» DOCUMENT PASSAGE:
◆ ◆ ◆
Big data and machine learning – definition, importance, differents
The purpose of this survey paper is to define Big data and understand how it is different from traditional data set, what purpose it serves, the issues and challenges in Big data, what are the defining characteristics of the Big data. And one of technologies that uses Big data i.e. Machine learning is explored, and two techniques used in Machine learning are studied and compared.
Keywords: Big data, k-means, SVM, Machine learning.
The term big data tough coined in 1990’s has been a buzz word since last decade and many big corporate companies and tech giants are trying to develop new technologies for it and investing in it. In 2011 six national departments and agencies — the National Science Foundation, NIH, the U.S. Geological Survey, DOD, DOE and the Defense Advanced Research Projects Agency — announced a joint research and development initiative that will invest more than $200 million to develop new big data tools and techniques.
So, what is Big data?
Big data as the term suggest is about dealing with large amounts of data. Everything in this world exhausts data. Big organizations are trying to collect this data to study and understand patterns of masses, climates, weather, to understand genome code and many more. Many big companies are collecting and possess large amount of data that is too voluminous or unstructured to be analyzed or processes using traditional data structure methods. This burgeoning source of data is collected from social media, online activity, sensors, videos, surveillance cameras voice recording form calls and GPS data and many ways.
The impacts of Big data can be seen all around us like google predicting the term you about to search or Amazon suggesting product for you. All of this done by gathering, studying and analyzing big chunks of data all of us exhaust.
What makes Big data so important?
A simple way to answer it would be, data-driven decisions are much better then decisions driven by intuitions. This can be archived by Big data. With so much of data collected by companies. If the companies can form and understand the patterns, the managerial decisions can be much more efficient for the companies. It is the potential in Big data to give predictive analysis that has put so much attention on it.
Issues and Challenges
There are three data types categorized in Big data:
- Structures data: more traditional data.
- Semi-structured data: HTML, XMLS.
- Unstructured data: video data, audio data.
This where the problem raises traditional data management techniques can process structured data and to some extent unstructured data but can’t process unstructured data and that is why traditional data management techniques can’t be used on Big data efficiently.
Relational databases are more suitable for structured data that are transactional in nature. They satisfy the ACID properties. ACID is acronym for:
- Atomicity: A transaction is “all or nothing” when it is atomic. If any part of the transaction or the underlying system fails, the entire transaction fails.
- Consistency: Only transactions with valid data will be performed on the database. If the data is corrupt or improper, the transaction will not complete and the data will not be written to the database.
◆ ◆ ◆
» ENTRIES SUPPLIED:
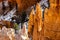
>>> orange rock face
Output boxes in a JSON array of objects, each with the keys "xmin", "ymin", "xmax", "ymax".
[{"xmin": 28, "ymin": 0, "xmax": 60, "ymax": 40}]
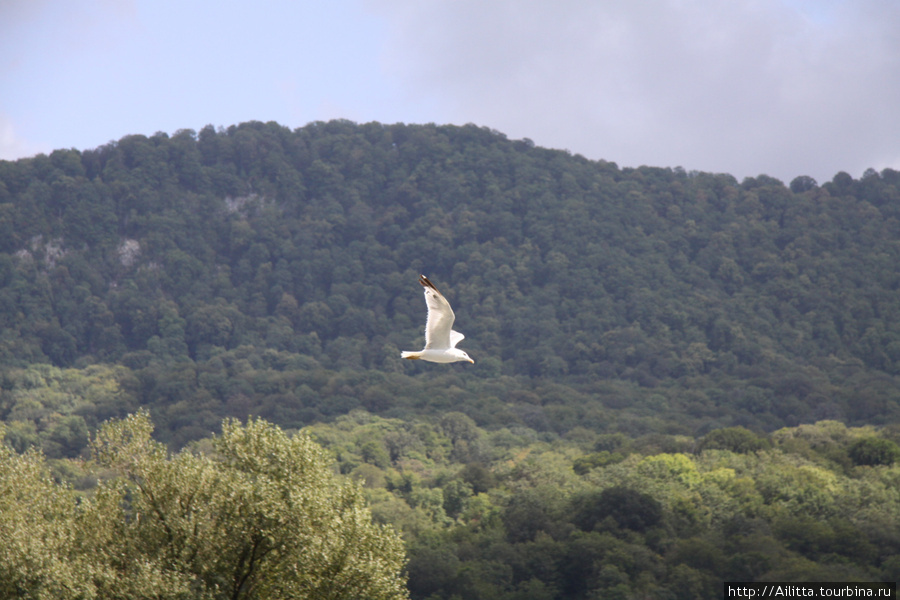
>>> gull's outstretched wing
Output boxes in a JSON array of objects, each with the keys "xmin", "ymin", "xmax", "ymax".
[{"xmin": 419, "ymin": 275, "xmax": 454, "ymax": 350}]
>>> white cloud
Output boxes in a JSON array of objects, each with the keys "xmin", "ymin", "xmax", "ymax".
[
  {"xmin": 0, "ymin": 114, "xmax": 47, "ymax": 160},
  {"xmin": 370, "ymin": 0, "xmax": 900, "ymax": 181}
]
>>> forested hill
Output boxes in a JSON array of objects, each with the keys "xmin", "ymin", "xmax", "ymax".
[{"xmin": 0, "ymin": 121, "xmax": 900, "ymax": 443}]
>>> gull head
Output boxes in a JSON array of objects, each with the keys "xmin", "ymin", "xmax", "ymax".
[{"xmin": 447, "ymin": 348, "xmax": 475, "ymax": 365}]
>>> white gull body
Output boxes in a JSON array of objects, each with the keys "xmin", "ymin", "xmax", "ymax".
[{"xmin": 400, "ymin": 275, "xmax": 475, "ymax": 364}]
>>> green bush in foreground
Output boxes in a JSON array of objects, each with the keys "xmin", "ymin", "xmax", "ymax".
[{"xmin": 0, "ymin": 413, "xmax": 407, "ymax": 600}]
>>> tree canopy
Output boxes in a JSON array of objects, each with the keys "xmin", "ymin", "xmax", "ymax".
[
  {"xmin": 0, "ymin": 413, "xmax": 406, "ymax": 600},
  {"xmin": 0, "ymin": 121, "xmax": 900, "ymax": 442}
]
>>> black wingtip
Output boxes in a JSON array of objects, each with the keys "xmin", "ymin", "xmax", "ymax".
[{"xmin": 419, "ymin": 275, "xmax": 437, "ymax": 291}]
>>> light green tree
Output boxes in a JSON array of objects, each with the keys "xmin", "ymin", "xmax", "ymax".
[{"xmin": 0, "ymin": 413, "xmax": 407, "ymax": 600}]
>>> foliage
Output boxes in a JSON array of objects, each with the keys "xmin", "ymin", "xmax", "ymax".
[
  {"xmin": 0, "ymin": 121, "xmax": 900, "ymax": 440},
  {"xmin": 0, "ymin": 121, "xmax": 900, "ymax": 600},
  {"xmin": 0, "ymin": 414, "xmax": 406, "ymax": 599},
  {"xmin": 310, "ymin": 411, "xmax": 900, "ymax": 599}
]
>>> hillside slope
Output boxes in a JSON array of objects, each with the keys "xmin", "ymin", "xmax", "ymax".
[{"xmin": 0, "ymin": 121, "xmax": 900, "ymax": 443}]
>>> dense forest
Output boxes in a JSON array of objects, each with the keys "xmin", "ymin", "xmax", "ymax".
[{"xmin": 0, "ymin": 121, "xmax": 900, "ymax": 600}]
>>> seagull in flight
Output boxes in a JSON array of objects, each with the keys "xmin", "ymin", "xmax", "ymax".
[{"xmin": 400, "ymin": 275, "xmax": 475, "ymax": 364}]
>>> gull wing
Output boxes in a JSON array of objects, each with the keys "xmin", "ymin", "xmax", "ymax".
[
  {"xmin": 450, "ymin": 331, "xmax": 466, "ymax": 348},
  {"xmin": 419, "ymin": 275, "xmax": 454, "ymax": 350}
]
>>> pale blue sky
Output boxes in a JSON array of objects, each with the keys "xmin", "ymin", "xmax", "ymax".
[{"xmin": 0, "ymin": 0, "xmax": 900, "ymax": 182}]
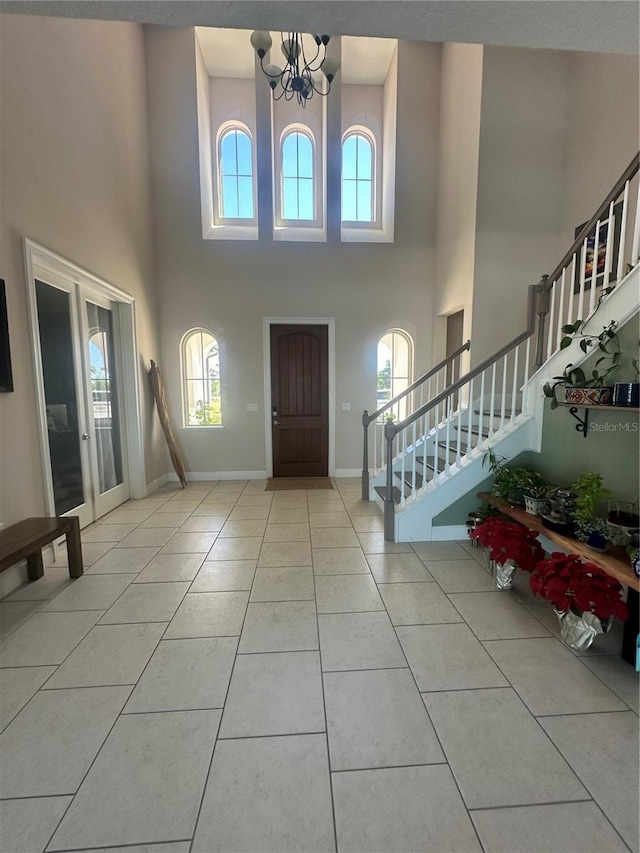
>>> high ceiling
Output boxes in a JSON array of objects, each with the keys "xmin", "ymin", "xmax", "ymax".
[{"xmin": 0, "ymin": 0, "xmax": 640, "ymax": 54}]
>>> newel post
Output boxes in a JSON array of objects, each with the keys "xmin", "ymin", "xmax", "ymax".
[
  {"xmin": 384, "ymin": 421, "xmax": 398, "ymax": 542},
  {"xmin": 362, "ymin": 409, "xmax": 369, "ymax": 501},
  {"xmin": 536, "ymin": 275, "xmax": 551, "ymax": 370}
]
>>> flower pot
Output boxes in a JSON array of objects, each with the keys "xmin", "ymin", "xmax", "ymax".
[
  {"xmin": 585, "ymin": 533, "xmax": 607, "ymax": 551},
  {"xmin": 524, "ymin": 495, "xmax": 547, "ymax": 515},
  {"xmin": 507, "ymin": 489, "xmax": 524, "ymax": 506},
  {"xmin": 613, "ymin": 382, "xmax": 640, "ymax": 408},
  {"xmin": 564, "ymin": 386, "xmax": 613, "ymax": 406},
  {"xmin": 491, "ymin": 560, "xmax": 517, "ymax": 589},
  {"xmin": 554, "ymin": 609, "xmax": 613, "ymax": 652}
]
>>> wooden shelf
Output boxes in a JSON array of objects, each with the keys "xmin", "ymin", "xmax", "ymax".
[
  {"xmin": 478, "ymin": 492, "xmax": 640, "ymax": 592},
  {"xmin": 558, "ymin": 402, "xmax": 640, "ymax": 412}
]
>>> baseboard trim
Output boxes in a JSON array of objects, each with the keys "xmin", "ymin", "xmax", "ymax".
[
  {"xmin": 167, "ymin": 471, "xmax": 267, "ymax": 483},
  {"xmin": 431, "ymin": 524, "xmax": 468, "ymax": 542},
  {"xmin": 145, "ymin": 474, "xmax": 168, "ymax": 498}
]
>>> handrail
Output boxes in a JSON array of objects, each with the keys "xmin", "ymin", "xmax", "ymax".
[
  {"xmin": 362, "ymin": 341, "xmax": 471, "ymax": 501},
  {"xmin": 546, "ymin": 151, "xmax": 640, "ymax": 292},
  {"xmin": 362, "ymin": 334, "xmax": 471, "ymax": 426},
  {"xmin": 385, "ymin": 276, "xmax": 546, "ymax": 440}
]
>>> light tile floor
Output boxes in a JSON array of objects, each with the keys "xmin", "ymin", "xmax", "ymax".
[{"xmin": 0, "ymin": 480, "xmax": 638, "ymax": 853}]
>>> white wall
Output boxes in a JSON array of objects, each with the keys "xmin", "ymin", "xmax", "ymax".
[
  {"xmin": 434, "ymin": 44, "xmax": 482, "ymax": 361},
  {"xmin": 0, "ymin": 15, "xmax": 166, "ymax": 524},
  {"xmin": 146, "ymin": 27, "xmax": 440, "ymax": 472},
  {"xmin": 560, "ymin": 53, "xmax": 640, "ymax": 250}
]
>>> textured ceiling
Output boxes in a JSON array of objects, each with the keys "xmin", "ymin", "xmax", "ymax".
[{"xmin": 0, "ymin": 0, "xmax": 639, "ymax": 53}]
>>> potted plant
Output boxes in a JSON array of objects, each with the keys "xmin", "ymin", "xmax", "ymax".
[
  {"xmin": 571, "ymin": 471, "xmax": 611, "ymax": 551},
  {"xmin": 524, "ymin": 483, "xmax": 558, "ymax": 515},
  {"xmin": 529, "ymin": 551, "xmax": 629, "ymax": 651},
  {"xmin": 469, "ymin": 516, "xmax": 544, "ymax": 589},
  {"xmin": 543, "ymin": 318, "xmax": 621, "ymax": 409},
  {"xmin": 613, "ymin": 358, "xmax": 640, "ymax": 408}
]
◆ ◆ ◆
» PROBLEM REQUIREMENTS: Extend the survey paper on big data and machine learning, starting right after its last sentence.

» RESPONSE TO THIS TASK:
- Isolation: Multiple, simultaneous transactions will not interfere with each other. All valid transactions will execute until completed and in the order they were submitted for processing.
- Durability: After the data from the transaction is written to the database, it stays there “forever.”
ACID can’t be archived by relational Databases on Big data.
Characters of Big data
Size is the first things that comes to mind when we talk about Big data, but it is not the only characteristics of Big data. Big data is characterized by three V’s. It is what differentiates Big data for being just another way of “analytics”.
The world’s technological per-capita capacity to store information has roughly doubled every 40 months since the 1980s. With the world going digital, as of 2012 the number as reached 2.5 Exabytes (2.5* 1018). With so much of data it gives companies opportunity to work with petabytes of data in single data set. Google alone process 24 petabytes of data every single day. It is not just online data, Walmart collects around 2.5 petabytes of data every hour from its costumer transactions.
The speed of data creation, processing and retrieval is import. To make a real time or near real time prediction speed is a necessary factor. Milli-seconds data litany can put companies behind their competitors. Rapid analysis can put obvious advantage on wall street companies and main street managers.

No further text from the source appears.